→ **What is needed**
Word for word, give the data again without its pictures.

_ _ _

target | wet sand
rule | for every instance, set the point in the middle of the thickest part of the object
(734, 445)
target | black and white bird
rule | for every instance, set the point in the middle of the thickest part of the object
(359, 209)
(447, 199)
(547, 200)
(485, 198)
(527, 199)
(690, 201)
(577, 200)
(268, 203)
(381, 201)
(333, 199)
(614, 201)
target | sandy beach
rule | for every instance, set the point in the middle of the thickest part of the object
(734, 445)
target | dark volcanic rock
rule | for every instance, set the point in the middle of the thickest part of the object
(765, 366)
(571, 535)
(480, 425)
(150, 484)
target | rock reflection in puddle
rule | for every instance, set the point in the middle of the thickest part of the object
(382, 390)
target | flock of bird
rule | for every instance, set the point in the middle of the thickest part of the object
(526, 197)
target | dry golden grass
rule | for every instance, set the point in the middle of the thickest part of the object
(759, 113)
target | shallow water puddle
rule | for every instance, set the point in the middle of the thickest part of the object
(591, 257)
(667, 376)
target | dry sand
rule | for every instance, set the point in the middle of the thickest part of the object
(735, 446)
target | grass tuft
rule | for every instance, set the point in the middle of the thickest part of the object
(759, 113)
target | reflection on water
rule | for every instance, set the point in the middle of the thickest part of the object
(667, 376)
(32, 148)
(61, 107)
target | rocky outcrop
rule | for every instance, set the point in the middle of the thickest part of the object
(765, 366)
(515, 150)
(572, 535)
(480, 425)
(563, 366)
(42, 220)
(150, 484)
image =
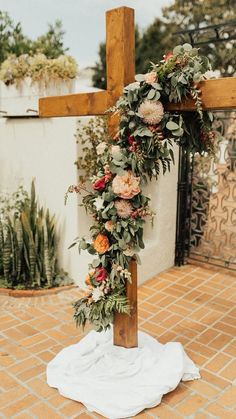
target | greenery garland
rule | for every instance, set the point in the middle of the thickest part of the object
(141, 147)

_ _ _

→ **Output of the exercise**
target | wet sand
rule | for every instance, set the point in the middle of the thickest part of the object
(734, 445)
target | black and white bird
rule | for every instance, set the point in the middle of the thickest part of the object
(359, 209)
(447, 199)
(547, 200)
(485, 198)
(527, 199)
(690, 201)
(577, 200)
(268, 203)
(381, 201)
(333, 199)
(614, 201)
target | sandy beach
rule | for every instance, set the point in the middle of the thickest part of the object
(734, 445)
target | dark volcanic rock
rule | for every instance, set the point in the middle of the thickest part of the object
(765, 366)
(571, 535)
(480, 425)
(150, 484)
target | rock reflection in puddle
rule | for every instance, set the point in the middle of the thickest part of the object
(382, 390)
target | flock of bird
rule | for every instance, set the point in the middle of the thickest part of the object
(526, 197)
target | dry golden grass
rule | for every instance, set the point in the middle of the thickest part of the object
(759, 113)
target | shallow water puddle
rule | for every instance, set the point in the middle of the thickest part of the object
(591, 257)
(667, 376)
target | dry sand
rule | for every instance, set the point in the middle of the thickest part of the object
(735, 446)
target | grass tuft
rule | for every instance, set the point in the middle of the thickest part of the object
(759, 113)
target | reflection on water
rule | for every instance, set the point in the middle of the thickest part of the object
(667, 376)
(32, 148)
(61, 107)
target | rocky outcrop
rule | for every instance, set the point in the middle of the thickest part of the object
(765, 366)
(515, 150)
(572, 535)
(480, 425)
(563, 366)
(42, 220)
(150, 484)
image =
target | greenery garland
rule | for every instance, set the point in the middle of the thickest part of the object
(141, 147)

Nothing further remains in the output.